[start of Material]

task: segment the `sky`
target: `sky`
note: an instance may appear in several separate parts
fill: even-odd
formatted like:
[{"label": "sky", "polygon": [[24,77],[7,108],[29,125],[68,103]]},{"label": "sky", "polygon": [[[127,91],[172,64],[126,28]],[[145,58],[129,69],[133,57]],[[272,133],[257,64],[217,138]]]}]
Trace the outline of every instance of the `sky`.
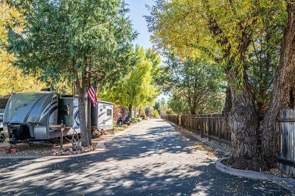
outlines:
[{"label": "sky", "polygon": [[[133,28],[139,33],[137,38],[134,41],[134,44],[138,44],[145,49],[152,47],[149,41],[150,33],[148,30],[147,22],[144,18],[144,15],[148,15],[149,12],[146,4],[151,6],[153,3],[152,0],[125,0],[126,3],[128,4],[127,7],[130,9],[128,13],[130,20],[132,21]],[[169,96],[162,94],[156,98],[161,99],[164,98],[167,101]]]}]

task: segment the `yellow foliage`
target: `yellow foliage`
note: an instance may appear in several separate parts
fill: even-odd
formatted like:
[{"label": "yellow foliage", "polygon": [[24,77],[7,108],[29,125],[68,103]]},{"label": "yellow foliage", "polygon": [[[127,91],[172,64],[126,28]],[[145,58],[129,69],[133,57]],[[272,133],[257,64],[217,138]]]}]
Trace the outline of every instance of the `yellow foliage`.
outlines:
[{"label": "yellow foliage", "polygon": [[[39,90],[45,88],[44,83],[32,76],[26,75],[20,69],[12,65],[16,58],[13,54],[8,54],[6,51],[8,43],[7,31],[5,27],[9,25],[21,34],[25,22],[21,12],[9,6],[6,0],[1,1],[0,4],[0,95],[19,91]],[[16,22],[17,25],[15,25]]]}]

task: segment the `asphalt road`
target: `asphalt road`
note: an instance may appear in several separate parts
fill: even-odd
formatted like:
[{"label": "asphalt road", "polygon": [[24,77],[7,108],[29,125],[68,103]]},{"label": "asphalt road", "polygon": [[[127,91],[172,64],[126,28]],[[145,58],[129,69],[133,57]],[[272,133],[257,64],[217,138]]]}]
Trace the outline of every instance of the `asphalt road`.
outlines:
[{"label": "asphalt road", "polygon": [[291,196],[269,181],[215,168],[218,158],[168,122],[150,119],[105,150],[62,159],[0,160],[1,196]]}]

[end of Material]

■ **Exercise directions**:
Reproduce all of the items above verbatim, omitting the picture.

■ **Task response**:
task: segment the `sky`
target: `sky`
note: an instance may appear in several separate parts
fill: even-odd
formatted like:
[{"label": "sky", "polygon": [[24,77],[7,108],[29,125],[68,103]]},{"label": "sky", "polygon": [[[127,91],[172,64],[126,28]],[[145,58],[129,69],[133,57]],[[272,133],[257,64],[217,138]]]}]
Trace the outline of every instance of the `sky`.
outlines:
[{"label": "sky", "polygon": [[[133,28],[139,33],[137,38],[134,41],[134,44],[138,44],[145,49],[152,47],[149,41],[150,33],[148,30],[147,22],[144,18],[144,15],[148,15],[149,12],[146,4],[151,6],[153,3],[152,0],[125,0],[126,3],[128,4],[127,7],[130,9],[128,13],[130,20],[132,21]],[[169,96],[162,94],[156,98],[161,99],[164,98],[167,101]]]}]

task: segment the `yellow foliage`
target: `yellow foliage`
note: an instance may appear in several separate parts
fill: even-odd
formatted like:
[{"label": "yellow foliage", "polygon": [[24,77],[7,108],[29,125],[68,103]]},{"label": "yellow foliage", "polygon": [[[127,91],[172,64],[126,28]],[[145,58],[129,69],[133,57]],[[272,133],[257,64],[217,138]]]}]
Trace the outline of every instance of the `yellow foliage`.
outlines:
[{"label": "yellow foliage", "polygon": [[[39,90],[45,88],[44,83],[32,76],[26,75],[20,69],[12,65],[16,58],[13,54],[8,54],[6,51],[8,43],[7,31],[5,27],[9,25],[21,34],[25,22],[21,12],[9,6],[6,0],[1,1],[0,4],[0,95],[19,91]],[[16,22],[17,25],[15,25]]]}]

task: segment the `asphalt road`
target: `asphalt road`
note: an instance may appear in several separate parts
fill: even-odd
formatted like:
[{"label": "asphalt road", "polygon": [[24,77],[7,108],[29,125],[68,103]]},{"label": "asphalt road", "polygon": [[[127,91],[172,64],[126,28]],[[145,58],[129,69],[133,57]],[[272,133],[257,64],[217,138]]]}]
Trace the outline of every instance of the `asphalt road`.
outlines:
[{"label": "asphalt road", "polygon": [[291,196],[269,181],[215,168],[218,158],[168,122],[150,119],[105,150],[62,159],[0,160],[1,196]]}]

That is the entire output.